(Data records)
—————
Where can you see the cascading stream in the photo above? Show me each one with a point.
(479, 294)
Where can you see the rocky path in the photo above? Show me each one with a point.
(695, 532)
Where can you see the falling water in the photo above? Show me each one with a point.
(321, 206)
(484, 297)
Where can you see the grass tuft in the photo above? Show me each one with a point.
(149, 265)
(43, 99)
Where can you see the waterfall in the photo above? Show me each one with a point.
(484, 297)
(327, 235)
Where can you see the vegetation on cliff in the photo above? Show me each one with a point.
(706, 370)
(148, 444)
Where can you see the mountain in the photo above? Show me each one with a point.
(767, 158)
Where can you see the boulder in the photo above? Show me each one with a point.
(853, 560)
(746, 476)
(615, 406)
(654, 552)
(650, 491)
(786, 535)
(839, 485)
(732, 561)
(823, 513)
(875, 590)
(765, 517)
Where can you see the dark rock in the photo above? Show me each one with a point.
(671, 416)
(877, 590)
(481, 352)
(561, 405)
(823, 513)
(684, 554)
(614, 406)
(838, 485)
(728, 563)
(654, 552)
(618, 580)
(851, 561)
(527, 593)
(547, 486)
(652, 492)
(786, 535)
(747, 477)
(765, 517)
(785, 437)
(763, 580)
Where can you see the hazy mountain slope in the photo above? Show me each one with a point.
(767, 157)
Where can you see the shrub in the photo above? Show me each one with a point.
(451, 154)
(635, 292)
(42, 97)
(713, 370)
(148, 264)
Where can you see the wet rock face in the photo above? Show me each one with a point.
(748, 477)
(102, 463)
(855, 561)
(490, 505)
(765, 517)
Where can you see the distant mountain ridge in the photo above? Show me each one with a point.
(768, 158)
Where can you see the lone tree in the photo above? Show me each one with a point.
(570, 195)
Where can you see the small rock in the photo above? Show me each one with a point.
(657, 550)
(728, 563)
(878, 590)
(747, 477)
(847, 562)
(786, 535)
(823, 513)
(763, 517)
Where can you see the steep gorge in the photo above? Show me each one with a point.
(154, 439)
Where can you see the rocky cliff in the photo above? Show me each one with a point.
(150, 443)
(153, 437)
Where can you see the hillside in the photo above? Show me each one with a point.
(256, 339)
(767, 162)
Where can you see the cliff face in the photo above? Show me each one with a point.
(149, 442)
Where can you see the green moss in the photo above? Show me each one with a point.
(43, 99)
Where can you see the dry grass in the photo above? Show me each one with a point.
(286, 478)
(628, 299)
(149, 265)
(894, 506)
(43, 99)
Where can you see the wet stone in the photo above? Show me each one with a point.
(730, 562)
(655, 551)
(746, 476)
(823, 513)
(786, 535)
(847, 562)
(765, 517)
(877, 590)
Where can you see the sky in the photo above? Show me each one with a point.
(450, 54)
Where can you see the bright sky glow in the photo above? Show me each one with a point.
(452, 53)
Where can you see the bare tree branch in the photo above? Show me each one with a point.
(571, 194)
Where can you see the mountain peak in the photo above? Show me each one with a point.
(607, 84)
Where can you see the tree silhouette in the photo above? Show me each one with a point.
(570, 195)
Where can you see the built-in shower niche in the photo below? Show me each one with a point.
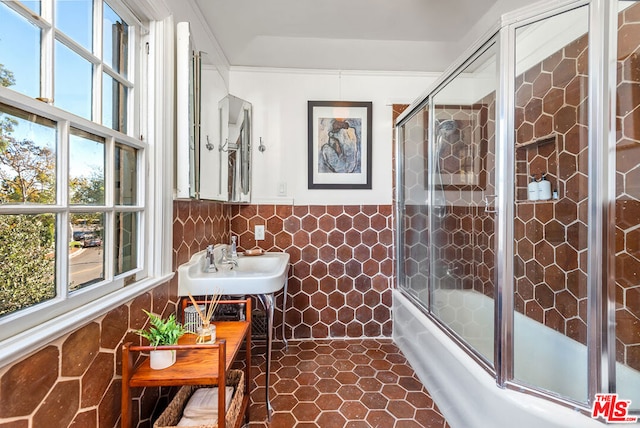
(535, 159)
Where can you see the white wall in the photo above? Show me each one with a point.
(279, 98)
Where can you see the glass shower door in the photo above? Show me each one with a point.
(627, 206)
(414, 212)
(462, 192)
(550, 225)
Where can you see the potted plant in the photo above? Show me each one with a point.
(160, 333)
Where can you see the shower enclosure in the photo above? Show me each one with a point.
(518, 202)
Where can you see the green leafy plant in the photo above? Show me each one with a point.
(162, 332)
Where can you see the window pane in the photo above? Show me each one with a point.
(19, 53)
(33, 5)
(86, 258)
(72, 82)
(75, 19)
(86, 168)
(115, 36)
(126, 166)
(126, 254)
(27, 261)
(114, 104)
(27, 158)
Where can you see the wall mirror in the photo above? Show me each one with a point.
(188, 102)
(235, 149)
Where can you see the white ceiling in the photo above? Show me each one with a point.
(385, 35)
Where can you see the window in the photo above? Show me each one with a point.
(73, 178)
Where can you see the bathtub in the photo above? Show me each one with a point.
(467, 395)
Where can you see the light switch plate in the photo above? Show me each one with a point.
(259, 232)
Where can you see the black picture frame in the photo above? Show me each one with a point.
(339, 144)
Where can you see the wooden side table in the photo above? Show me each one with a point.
(196, 364)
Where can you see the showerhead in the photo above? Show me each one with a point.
(446, 127)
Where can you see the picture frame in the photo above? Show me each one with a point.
(339, 144)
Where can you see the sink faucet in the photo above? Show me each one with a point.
(209, 261)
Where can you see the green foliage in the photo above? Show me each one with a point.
(162, 332)
(87, 190)
(6, 77)
(27, 267)
(28, 174)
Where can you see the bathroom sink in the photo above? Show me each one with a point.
(262, 274)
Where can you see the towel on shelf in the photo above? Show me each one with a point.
(204, 403)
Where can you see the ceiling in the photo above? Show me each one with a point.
(377, 35)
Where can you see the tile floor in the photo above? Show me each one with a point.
(341, 383)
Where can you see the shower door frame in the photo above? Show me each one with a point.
(602, 80)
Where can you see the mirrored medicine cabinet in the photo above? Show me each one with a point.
(213, 149)
(235, 149)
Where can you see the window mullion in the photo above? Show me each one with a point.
(97, 68)
(109, 191)
(63, 218)
(47, 41)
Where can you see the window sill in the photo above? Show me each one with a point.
(22, 344)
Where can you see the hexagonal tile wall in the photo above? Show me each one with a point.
(550, 236)
(342, 383)
(627, 235)
(341, 265)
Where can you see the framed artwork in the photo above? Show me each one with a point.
(339, 154)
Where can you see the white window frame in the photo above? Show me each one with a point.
(150, 107)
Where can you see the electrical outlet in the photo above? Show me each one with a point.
(259, 232)
(282, 188)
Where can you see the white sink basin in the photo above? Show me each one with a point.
(263, 274)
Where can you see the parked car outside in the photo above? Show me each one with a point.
(90, 240)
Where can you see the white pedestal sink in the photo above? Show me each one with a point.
(261, 276)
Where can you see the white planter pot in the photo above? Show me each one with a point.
(162, 359)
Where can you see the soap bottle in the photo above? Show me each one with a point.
(533, 189)
(544, 189)
(234, 248)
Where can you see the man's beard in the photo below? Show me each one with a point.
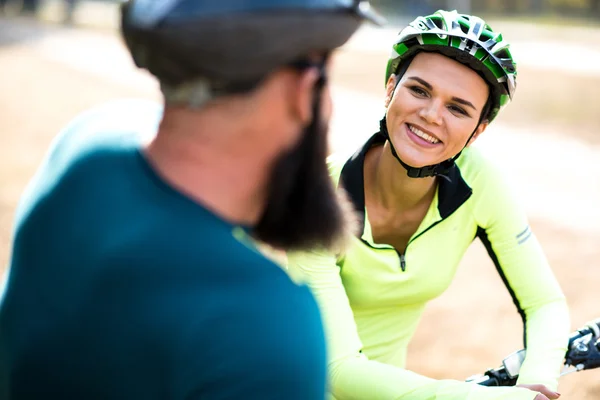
(304, 210)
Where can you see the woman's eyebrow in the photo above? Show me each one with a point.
(456, 99)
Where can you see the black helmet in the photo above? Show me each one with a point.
(230, 45)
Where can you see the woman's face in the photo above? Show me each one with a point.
(434, 109)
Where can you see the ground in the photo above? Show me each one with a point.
(49, 74)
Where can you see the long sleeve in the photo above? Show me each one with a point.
(351, 374)
(522, 265)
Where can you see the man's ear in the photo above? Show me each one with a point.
(480, 129)
(303, 91)
(389, 89)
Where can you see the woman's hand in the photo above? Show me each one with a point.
(544, 392)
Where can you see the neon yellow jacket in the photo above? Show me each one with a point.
(372, 297)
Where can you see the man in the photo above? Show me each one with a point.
(132, 276)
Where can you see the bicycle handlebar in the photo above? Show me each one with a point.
(583, 353)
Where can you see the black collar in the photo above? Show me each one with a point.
(451, 194)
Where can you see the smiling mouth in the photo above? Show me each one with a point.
(423, 135)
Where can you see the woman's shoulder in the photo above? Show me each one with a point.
(335, 164)
(476, 165)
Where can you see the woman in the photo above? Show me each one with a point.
(421, 206)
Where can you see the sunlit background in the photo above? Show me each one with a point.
(58, 58)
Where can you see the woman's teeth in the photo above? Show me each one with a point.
(423, 135)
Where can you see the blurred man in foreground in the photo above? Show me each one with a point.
(132, 273)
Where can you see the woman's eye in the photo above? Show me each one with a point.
(458, 110)
(418, 91)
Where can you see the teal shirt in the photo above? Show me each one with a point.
(120, 287)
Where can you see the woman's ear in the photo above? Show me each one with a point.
(389, 89)
(480, 129)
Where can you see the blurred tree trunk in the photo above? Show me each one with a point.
(595, 7)
(537, 6)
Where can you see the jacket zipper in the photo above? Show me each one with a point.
(403, 255)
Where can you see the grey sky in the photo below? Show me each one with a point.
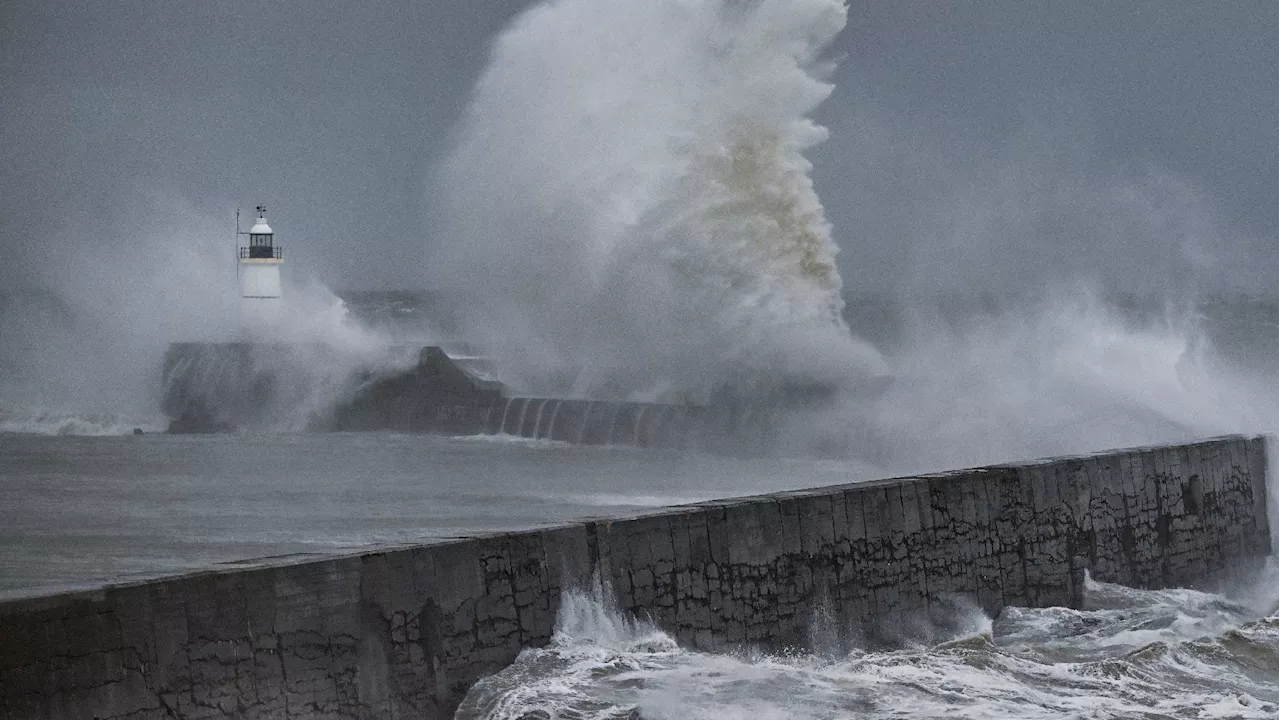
(973, 144)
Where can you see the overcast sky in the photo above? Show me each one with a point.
(973, 144)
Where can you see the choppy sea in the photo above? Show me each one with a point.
(977, 381)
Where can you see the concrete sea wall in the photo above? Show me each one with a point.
(405, 632)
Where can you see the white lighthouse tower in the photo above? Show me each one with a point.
(260, 279)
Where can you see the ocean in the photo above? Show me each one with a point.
(988, 379)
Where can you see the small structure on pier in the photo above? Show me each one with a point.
(259, 272)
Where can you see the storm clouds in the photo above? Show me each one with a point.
(973, 145)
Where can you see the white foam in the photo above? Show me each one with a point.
(63, 423)
(630, 199)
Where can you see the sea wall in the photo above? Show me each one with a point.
(405, 632)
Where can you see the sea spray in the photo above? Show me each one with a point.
(1130, 654)
(630, 212)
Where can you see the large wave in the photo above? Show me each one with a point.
(1130, 654)
(629, 206)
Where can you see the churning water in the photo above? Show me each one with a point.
(1129, 654)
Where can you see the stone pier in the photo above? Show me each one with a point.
(405, 632)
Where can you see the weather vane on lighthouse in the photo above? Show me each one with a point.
(259, 276)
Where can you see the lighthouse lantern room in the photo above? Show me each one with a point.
(260, 278)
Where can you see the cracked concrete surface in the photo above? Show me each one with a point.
(403, 633)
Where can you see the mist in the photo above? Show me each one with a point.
(548, 171)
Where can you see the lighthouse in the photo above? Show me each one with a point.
(260, 279)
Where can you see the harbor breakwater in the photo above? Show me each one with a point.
—————
Exercise aim
Transcribe only the trailing portion of the entries above: the line that contains "Where can you see the white foam" and each line after it.

Right answer
Where can you see the white foam in the photo above? Show me each one with a point.
(63, 423)
(630, 199)
Where can you see the sea wall in the photo above? Show me each one with a point.
(405, 632)
Where can you see the sea spray in the photo above? Show me each one with a point.
(1130, 654)
(630, 212)
Where can you see the large wave in the photo above? Show me each one with a point.
(1130, 654)
(629, 206)
Where can you see the churning water in the photo above? Show me each one with a point.
(1129, 654)
Where can you see the stone pier in the photo above? Show me each one with a point.
(405, 632)
Where can you see the weather vane on lighthouse in the photo above? Show me each one with a point.
(259, 276)
Where can you see the lighthouse lantern room in the photo above? Show me each one with a point.
(260, 278)
Where can you see the cracked concrete surface in the photo above? Show me each one with a point.
(403, 633)
Where can you see the mist in the photo above? Show me each one with a point.
(548, 171)
Where can you see the lighthouse in the photo above? Show me each one with a point.
(260, 279)
Where can you see the harbor breakwater in the photo above? Show me each one with a point.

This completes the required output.